Return the following material verbatim, omitting the pictures.

===== Data section =====

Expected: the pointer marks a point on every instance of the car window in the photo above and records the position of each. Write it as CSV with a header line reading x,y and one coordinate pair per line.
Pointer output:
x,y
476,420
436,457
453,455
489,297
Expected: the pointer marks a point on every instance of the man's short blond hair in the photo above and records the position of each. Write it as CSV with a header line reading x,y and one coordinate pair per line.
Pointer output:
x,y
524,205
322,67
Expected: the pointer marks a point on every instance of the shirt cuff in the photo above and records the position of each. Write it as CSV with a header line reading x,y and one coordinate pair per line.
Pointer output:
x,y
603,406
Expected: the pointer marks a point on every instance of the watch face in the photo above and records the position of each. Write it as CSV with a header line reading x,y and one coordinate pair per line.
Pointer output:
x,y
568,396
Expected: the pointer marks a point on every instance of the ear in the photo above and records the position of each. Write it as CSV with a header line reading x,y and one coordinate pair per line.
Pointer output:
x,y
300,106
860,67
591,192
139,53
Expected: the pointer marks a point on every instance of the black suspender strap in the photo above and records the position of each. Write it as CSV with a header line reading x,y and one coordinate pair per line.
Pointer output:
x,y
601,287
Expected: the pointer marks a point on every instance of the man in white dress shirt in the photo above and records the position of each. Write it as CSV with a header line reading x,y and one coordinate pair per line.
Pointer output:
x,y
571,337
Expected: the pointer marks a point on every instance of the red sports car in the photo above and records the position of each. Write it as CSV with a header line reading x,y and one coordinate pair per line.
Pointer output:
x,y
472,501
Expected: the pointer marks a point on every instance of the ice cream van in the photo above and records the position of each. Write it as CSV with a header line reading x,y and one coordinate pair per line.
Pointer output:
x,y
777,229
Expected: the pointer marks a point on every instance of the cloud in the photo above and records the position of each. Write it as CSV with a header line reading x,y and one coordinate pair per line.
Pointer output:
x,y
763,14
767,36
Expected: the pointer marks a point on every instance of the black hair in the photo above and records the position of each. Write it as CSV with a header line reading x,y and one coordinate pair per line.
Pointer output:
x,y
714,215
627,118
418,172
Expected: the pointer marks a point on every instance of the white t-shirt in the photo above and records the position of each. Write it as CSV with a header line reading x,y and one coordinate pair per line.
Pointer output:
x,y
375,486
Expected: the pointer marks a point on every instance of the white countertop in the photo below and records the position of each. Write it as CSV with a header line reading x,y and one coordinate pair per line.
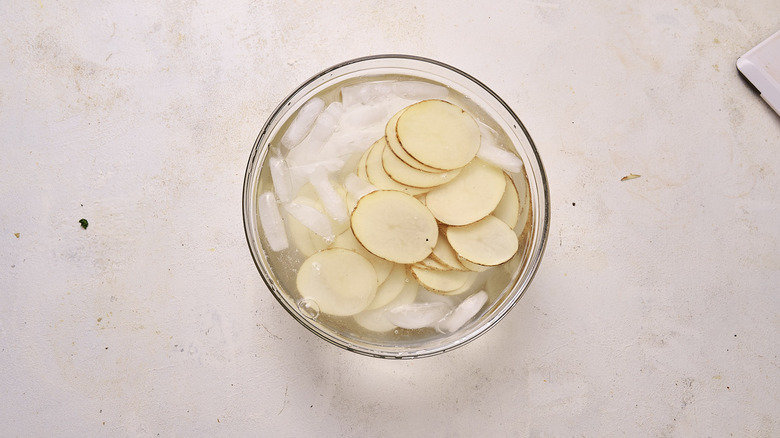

=====

# Solution to this exercise
Expected: the pointer marks a point on every instance of the car window in the photo above and records the position of each. Write it as CSV with a header line reading x,y and one coordinate pair per line.
Pointer output:
x,y
476,420
436,457
453,455
489,297
Expected: the pointer marks a point on every instance of the man's short blond hair in the photo above and records the position of each. Write it as CSV with a header line reading x,y and one coordinate pair per line.
Pointer output:
x,y
524,205
322,67
Expected: the pointer marks a point on every instance of the shirt cuff in the photo above and records the position of each. Write it as CSV with a header line reading x,y and one coordinate pair per line.
Pointer output:
x,y
603,406
Expected: the pointer marks a point on every instance of the watch face in the photo above and records the position of each. Write it as CSV with a header line reading x,y and one coordinate pair per line.
Pointer output:
x,y
568,396
Expected: the pointer marks a point on every instance of the ear in the photo above and records the position of each. Write it as CSV with a header line reading x,y and one coordinate pair per line.
Pointer output:
x,y
300,106
860,67
591,192
139,53
Expected: the pointer marks a point on every instance of the black suspender strap in the photo above and records the position of each. Write it as CSV with a header line reading x,y and one coordinate pair per line.
Pointer output:
x,y
601,287
Expected: the pointer marks a point on every instance of the man in white dress shirt in the photo above and records the position of each. Write it as CSV with a header line reading x,y and one coordinate pair per line.
Pointer output:
x,y
571,337
Expected: the pointer marks a point on every instance of the red sports car in the photo above and records the position of each. Write it as CSV with a header line reading x,y and one coordinate pair per line.
Pointer output:
x,y
472,501
Expected: the pointer marks a point on every instance of the ice cream van in the photo above and records the position of each. Write it as CSV with a header line reading x,y and one coordinate pair per line.
Pointer output:
x,y
777,229
Expected: the pointer marks a point on every instance of the cloud in the photo above and records the position of each. Write it as CSV with a header line reading x,y and one coordinate pair per line.
Pointer output:
x,y
763,14
767,36
Expected: the pointer marks a point on every instance of the black hair in the photo above and records the position of each. Write it as CSV with a header line reading x,y and one coordinate pair per line.
Pointer output:
x,y
714,215
627,118
418,172
Expected: the pointer marks a point on every instance of the white t-shirt in the photo above and records the position of each. Write it as CSV with a header line reading x,y and one coordinate pair per line.
Pointer output:
x,y
375,486
Expected: the pointer marks a point on every instance of the white countertop in the photo below and records the position of each. Write it as CSV with a header line reading x,y and one coordinate pair per line.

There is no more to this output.